──────── PAGE EXTRACT
A Short Analysis of Hamlet’s ‘Get Thee to a Nunnery’ Speech

Literature

Hamlet’s ‘Get thee to a nunnery’ speech to Ophelia is a memorable moment in a play full of memorable moments. Before we analyse his speech, here’s a reminder of the relevant section of the play, which is found in Act 3 Scene 1, not long after Hamlet’s famous ‘To be, or not to be’ soliloquy.

HAMLET:

Get thee to a nunnery! Why wouldst thou be a breeder of sinners? I am myself indifferent honest but yet I could accuse me of such things that it were better my mother had not borne me. I am very proud, revengeful, ambitious, with more offences at my beck than I have thoughts to put them in, imagination to give them shape, or time to act them in. What should such fellows as I do crawling between earth and heaven? We are arrant knaves – believe none of us. Go thy ways to a nunnery. Where’s your father?

OPHELIA:

At home, my lord.

HAMLET:

Let the doors be shut upon him that he may play the fool nowhere but in’s own house. Farewell.

OPHELIA [aside]:

O, help him, you sweet heavens!

HAMLET:

If thou dost marry, I’ll give thee this plague for thy dowry: be thou as chaste as ice, as pure as

snow, thou shalt not escape calumny. Get thee to a nunnery. Farewell. Or, if thou wilt needs marry, marry a fool, for wise men know well enough what monsters you make of them. To a nunnery go, and quickly too. Farewell.
────────────────
▸ TASKS FOR THIS EXERCISE:
(A) According to the Hamlet extract, in which act and scene does the speech to Ophelia appear?
(B) Set down word for word the part of the Hamlet extract running from "Get thee to a nunnery!" down to "own house. Farewell.".
──────── DATA EXTRACT
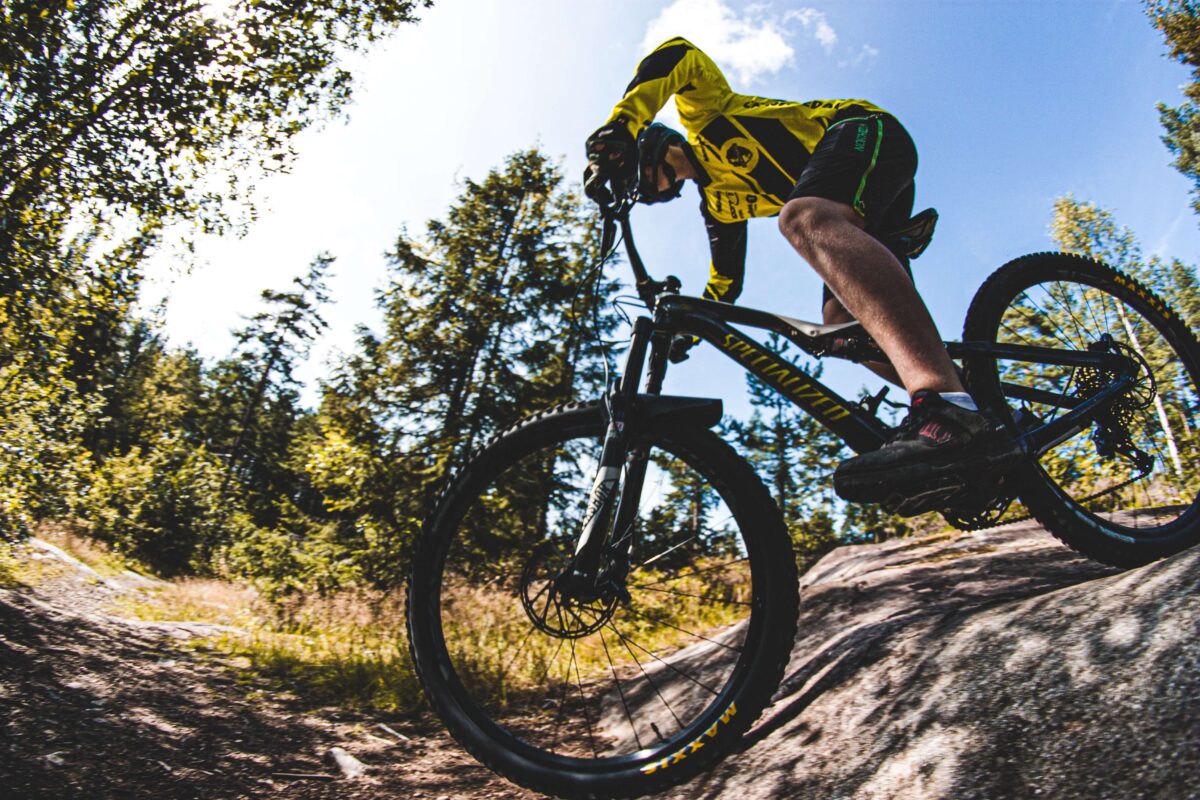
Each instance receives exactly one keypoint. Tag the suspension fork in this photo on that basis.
(604, 505)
────────────────
▸ OUTPUTS IN ORDER:
(A) Act 3 Scene 1

(B)
Get thee to a nunnery! Why wouldst thou be a breeder of sinners? I am myself indifferent honest but yet I could accuse me of such things that it were better my mother had not borne me. I am very proud, revengeful, ambitious, with more offences at my beck than I have thoughts to put them in, imagination to give them shape, or time to act them in. What should such fellows as I do crawling between earth and heaven? We are arrant knaves – believe none of us. Go thy ways to a nunnery. Where’s your father?

OPHELIA:

At home, my lord.

HAMLET:

Let the doors be shut upon him that he may play the fool nowhere but in’s own house. Farewell.